• [Extract provided]
━━━━

The most common application of computer use is automating repetitive web tasks: filling forms, navigating multi-step processes, extracting information from websites, and performing routine online transactions. This is particularly valuable when websites do not offer APIs or when the task requires interacting with multiple sites.
Computer use agents can serve as automated testers, navigating through application interfaces to verify that features work correctly. Because they interact with the GUI the same way users do, they can catch visual bugs and usability issues that unit tests and API tests miss. Replit's early adoption of Claude computer use for evaluating apps during the build process is one example of this approach.
Organizations use computer use agents to transfer data between systems that lack integration, especially legacy systems that only offer GUI access. An agent can read data from one application, navigate to another, and enter the data, handling the tedious work that would otherwise require manual effort.
Computer use technology has potential applications in accessibility, helping users with motor disabilities interact with computer interfaces through natural language commands rather than precise mouse and keyboard actions.
With Mac computer use in Cowork, Claude can compile competitive analyses, gather data from multiple local files and web sources, populate spreadsheets, and produce reports while the user focuses on other work. The Dispatch feature extends this by allowing users to assign such tasks from a phone and retrieve finished work later.
IT teams are exploring computer use agents for routine system administration tasks: configuring software, running diagnostics, and following standard operating procedures.
As of March 2026, computer use is an active and rapidly advancing area of AI development. The field has moved from research prototypes to consumer products in roughly 18 months.

━━━━

• [Data excerpts]
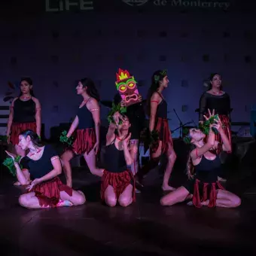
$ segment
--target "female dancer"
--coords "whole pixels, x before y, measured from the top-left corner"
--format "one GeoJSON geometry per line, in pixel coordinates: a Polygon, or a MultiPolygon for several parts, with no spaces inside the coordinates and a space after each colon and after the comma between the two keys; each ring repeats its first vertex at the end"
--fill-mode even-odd
{"type": "MultiPolygon", "coordinates": [[[[122,100],[122,98],[120,97],[119,93],[117,93],[114,97],[114,102],[115,105],[120,103],[121,107],[126,107],[126,115],[129,118],[131,124],[130,127],[130,132],[132,134],[130,138],[130,143],[135,144],[137,148],[139,148],[140,134],[144,129],[145,120],[143,103],[142,102],[142,96],[139,98],[139,102],[138,103],[126,106],[125,101],[122,100]]],[[[138,154],[136,156],[135,160],[131,166],[131,170],[134,175],[138,172],[139,170],[138,154]]]]}
{"type": "Polygon", "coordinates": [[[148,96],[148,105],[149,106],[149,130],[151,133],[156,130],[159,134],[159,139],[151,147],[151,160],[137,175],[137,181],[142,182],[143,176],[155,168],[162,154],[168,157],[167,166],[163,176],[162,189],[163,190],[173,190],[174,187],[169,185],[176,154],[172,147],[171,132],[168,126],[167,102],[162,95],[163,90],[168,87],[169,80],[166,72],[157,71],[152,78],[152,84],[148,96]]]}
{"type": "Polygon", "coordinates": [[[101,198],[109,206],[114,206],[118,202],[125,207],[135,201],[133,175],[127,169],[127,165],[135,161],[138,147],[130,143],[131,133],[129,133],[128,117],[116,112],[114,120],[115,126],[110,123],[106,137],[101,198]],[[117,136],[114,133],[116,128],[117,136]]]}
{"type": "Polygon", "coordinates": [[[11,102],[7,126],[8,142],[15,145],[17,152],[20,152],[23,157],[26,153],[18,146],[20,132],[30,129],[36,133],[39,138],[41,136],[41,104],[39,100],[34,97],[32,84],[29,78],[21,79],[20,94],[11,102]]]}
{"type": "MultiPolygon", "coordinates": [[[[64,185],[58,178],[62,172],[59,157],[50,145],[43,146],[38,136],[30,130],[19,136],[19,145],[28,154],[20,166],[14,163],[17,178],[22,185],[28,185],[28,193],[19,198],[20,204],[29,209],[41,209],[82,205],[85,197],[64,185]],[[22,169],[21,169],[22,168],[22,169]],[[31,182],[30,177],[33,178],[31,182]]],[[[6,153],[14,160],[14,155],[6,153]]]]}
{"type": "Polygon", "coordinates": [[[67,137],[69,138],[75,132],[75,140],[72,149],[66,151],[61,157],[66,178],[66,184],[72,187],[72,168],[70,160],[74,154],[83,154],[90,171],[101,176],[102,170],[96,167],[96,155],[99,146],[99,96],[93,81],[90,78],[84,78],[79,81],[76,87],[77,93],[83,96],[75,118],[71,125],[67,137]]]}
{"type": "MultiPolygon", "coordinates": [[[[21,79],[20,94],[11,102],[7,126],[8,142],[15,145],[16,154],[21,157],[24,157],[26,152],[18,145],[20,132],[30,129],[41,138],[41,104],[34,96],[32,84],[29,78],[21,79]]],[[[17,181],[14,185],[19,186],[20,184],[17,181]]]]}
{"type": "MultiPolygon", "coordinates": [[[[209,116],[214,115],[209,111],[209,116]]],[[[207,120],[208,117],[205,116],[207,120]]],[[[189,180],[184,186],[178,187],[161,199],[163,206],[172,206],[183,202],[186,199],[193,198],[193,204],[200,208],[208,207],[237,207],[241,203],[239,197],[224,190],[218,181],[218,172],[221,167],[219,156],[216,154],[218,148],[228,151],[230,143],[223,128],[221,120],[211,125],[218,131],[223,144],[215,140],[215,134],[210,129],[207,142],[204,142],[206,135],[200,130],[190,129],[188,139],[194,147],[189,154],[187,162],[187,174],[189,180]],[[195,175],[193,171],[195,169],[195,175]]]]}
{"type": "MultiPolygon", "coordinates": [[[[224,125],[224,131],[232,145],[230,122],[230,98],[227,93],[221,90],[221,77],[219,74],[211,75],[209,81],[211,84],[210,90],[205,92],[200,98],[200,123],[203,122],[203,115],[208,114],[208,109],[210,109],[211,111],[215,109],[215,114],[218,114],[224,125]]],[[[216,136],[216,140],[222,143],[221,136],[219,134],[216,136]]],[[[231,153],[231,150],[227,153],[231,153]]]]}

━━━━

• [What this task involves] Continue the passage on applications of computer use agents, starting right after its final sentence about the field moving from research prototypes to consumer products.

• [Answer space]
On the OSWorld benchmark, Claude Opus 4.6 leads with a score of 72.7%, effectively matching the human baseline of 72.36%. Claude Sonnet 4.6 achieves 72.5%, putting both models at roughly human-level performance on desktop automation tasks. By comparison, GPT-5.2 scored 38.2% on the same benchmark. On browser-specific benchmarks like WebVoyager, OpenAI's agent mode leads with approximately 87% success rates.
The competitive landscape is intensifying. Anthropic, OpenAI, and Google are all investing heavily in computer use capabilities, and smaller companies like Simular are pushing state-of-the-art performance on benchmarks (Agent S reached 72.6% on OSWorld in December 2025). The release of new model generations continues to improve computer use performance significantly with each iteration.
Key trends for 2026 include the shift toward native desktop integration (Anthropic's Mac computer use in Cowork), cloud-hosted execution environments becoming the norm for browser-based agents (OpenAI, Google), integration of computer use into mainstream AI products (ChatGPT agent mode, Claude Cowork), multi-task parallelism (Project Mariner handling 10 simultaneous tasks), mobile-to-desktop task delegation (Claude Dispatch), and the development of standardized benchmarks and safety frameworks.
The technology is not yet reliable enough for fully unsupervised use in high-stakes scenarios, but it is already practical for supervised automation of routine tasks. The gap between current capabilities and full reliability is expected to continue narrowing as models improve and safety tooling matures.